§ **Requirement**:
Reproduce all of the records below line for line, without any change, but leave the pictures out of your copy.

===== Working data

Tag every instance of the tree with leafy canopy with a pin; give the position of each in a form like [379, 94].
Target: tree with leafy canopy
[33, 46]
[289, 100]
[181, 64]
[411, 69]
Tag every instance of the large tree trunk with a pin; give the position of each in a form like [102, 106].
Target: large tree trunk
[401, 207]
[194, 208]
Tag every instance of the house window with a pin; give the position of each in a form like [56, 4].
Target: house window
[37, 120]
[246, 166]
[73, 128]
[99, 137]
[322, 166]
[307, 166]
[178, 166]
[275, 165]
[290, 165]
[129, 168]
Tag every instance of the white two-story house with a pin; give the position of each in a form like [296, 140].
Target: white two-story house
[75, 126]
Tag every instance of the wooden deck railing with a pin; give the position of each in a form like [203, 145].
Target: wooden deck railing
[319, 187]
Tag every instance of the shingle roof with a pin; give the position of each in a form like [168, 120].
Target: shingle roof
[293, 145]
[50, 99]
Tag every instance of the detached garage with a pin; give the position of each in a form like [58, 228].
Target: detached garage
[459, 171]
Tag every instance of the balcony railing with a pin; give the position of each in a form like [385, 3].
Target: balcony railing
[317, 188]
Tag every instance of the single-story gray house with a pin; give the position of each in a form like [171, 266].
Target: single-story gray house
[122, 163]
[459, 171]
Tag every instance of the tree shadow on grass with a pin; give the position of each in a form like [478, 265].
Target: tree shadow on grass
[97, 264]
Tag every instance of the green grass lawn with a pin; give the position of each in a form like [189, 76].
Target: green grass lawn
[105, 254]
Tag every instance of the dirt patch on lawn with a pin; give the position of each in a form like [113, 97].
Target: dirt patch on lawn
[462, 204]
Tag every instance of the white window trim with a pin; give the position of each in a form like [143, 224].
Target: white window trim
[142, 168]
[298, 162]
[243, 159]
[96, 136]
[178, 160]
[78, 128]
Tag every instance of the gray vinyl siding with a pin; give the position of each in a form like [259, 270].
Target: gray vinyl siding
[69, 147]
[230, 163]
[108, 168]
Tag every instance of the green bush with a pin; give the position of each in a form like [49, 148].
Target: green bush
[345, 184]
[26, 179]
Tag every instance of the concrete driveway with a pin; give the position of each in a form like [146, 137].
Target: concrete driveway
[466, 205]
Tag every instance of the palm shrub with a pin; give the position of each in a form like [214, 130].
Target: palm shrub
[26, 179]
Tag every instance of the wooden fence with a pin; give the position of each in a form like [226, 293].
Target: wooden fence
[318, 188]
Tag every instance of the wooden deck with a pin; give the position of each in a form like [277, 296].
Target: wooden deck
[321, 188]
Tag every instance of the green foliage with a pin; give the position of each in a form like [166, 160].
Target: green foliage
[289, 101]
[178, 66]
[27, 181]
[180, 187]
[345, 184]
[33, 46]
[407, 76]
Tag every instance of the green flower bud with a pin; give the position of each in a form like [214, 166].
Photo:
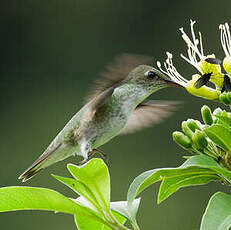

==========

§ **Task output**:
Tag every instance of the tree with leafy canopy with a pin; give the position of each in a form like [379, 94].
Target: tree with leafy canopy
[33, 46]
[289, 100]
[181, 64]
[411, 69]
Tag every instance of the large tree trunk with a pin; give the position of each in a form like [102, 106].
Target: large tree trunk
[401, 207]
[194, 208]
Tag every instance of the house window with a pin; give the position of each in a form like [56, 4].
Target: house window
[37, 120]
[246, 166]
[73, 128]
[99, 137]
[322, 166]
[307, 166]
[178, 166]
[275, 165]
[290, 165]
[129, 168]
Tag every instance of the white two-story house with a pin; give the position of each in a form like [296, 140].
Target: white two-story house
[75, 126]
Tag every instance of the wooden deck railing with a pin; give the position of each in a form like [203, 145].
Target: wooden deck railing
[319, 187]
Tag every instance of the shingle roof with a pin; give the position of each in a form like [168, 120].
Target: shingle roof
[293, 145]
[50, 99]
Tag every instance of the detached garage with a pin; give the position of each in a form like [58, 228].
Target: detached garage
[459, 171]
Tag every instance of the balcony railing with a pin; give the position of each in a form like [385, 3].
Target: balcony railing
[317, 188]
Tag every instance of the single-story gray house with a pin; give the position of each in a form like [171, 266].
Target: single-story gray house
[122, 163]
[459, 171]
Tag every instance of the tree shadow on grass with a pin; give the position of each in a form like [478, 265].
Target: tree shadow on grass
[97, 264]
Tag every instance of the green grass lawn with a pin; give the position of each in a form like [189, 76].
Target: green grass lawn
[105, 254]
Tag every instance of the dirt patch on lawn with a pin; give the position of each in a form like [113, 97].
Target: dirt patch on lawn
[462, 204]
Tag every instance of the white window trim with a pin; give the position of each in a form like [143, 224].
Target: white window trim
[142, 168]
[298, 162]
[243, 159]
[96, 136]
[178, 160]
[78, 128]
Tag every instance of the gray vinyl siding with a pin; give the position of each in a form like [259, 270].
Target: gray vinyl siding
[69, 147]
[230, 163]
[108, 168]
Tag every instance of the green bush with a pin; give the position of each in a form like [49, 148].
Target: green bush
[345, 184]
[26, 179]
Tag every instance of the concrete driveway with a pin; give the position of each in a form like [146, 137].
Target: concrete driveway
[466, 205]
Tag every instance of the palm shrub with a pin; give the position of each in a form like [214, 130].
Target: palm shrub
[26, 179]
Tag every instance of the wooden fence with a pin; give the position of each in a form like [226, 293].
Target: wooden fence
[318, 188]
Tag every instance of the wooden deck with a pin; give the position of each in a form like [277, 296].
Target: wooden deck
[321, 188]
Tag every instance of the green foliage with a pin; give the position of each in a form like [166, 160].
Target: green foliage
[289, 101]
[178, 66]
[27, 181]
[180, 187]
[345, 184]
[33, 46]
[407, 76]
Tag every instance of the green flower bud with a pin; give the position of each in a form like [214, 166].
Photo:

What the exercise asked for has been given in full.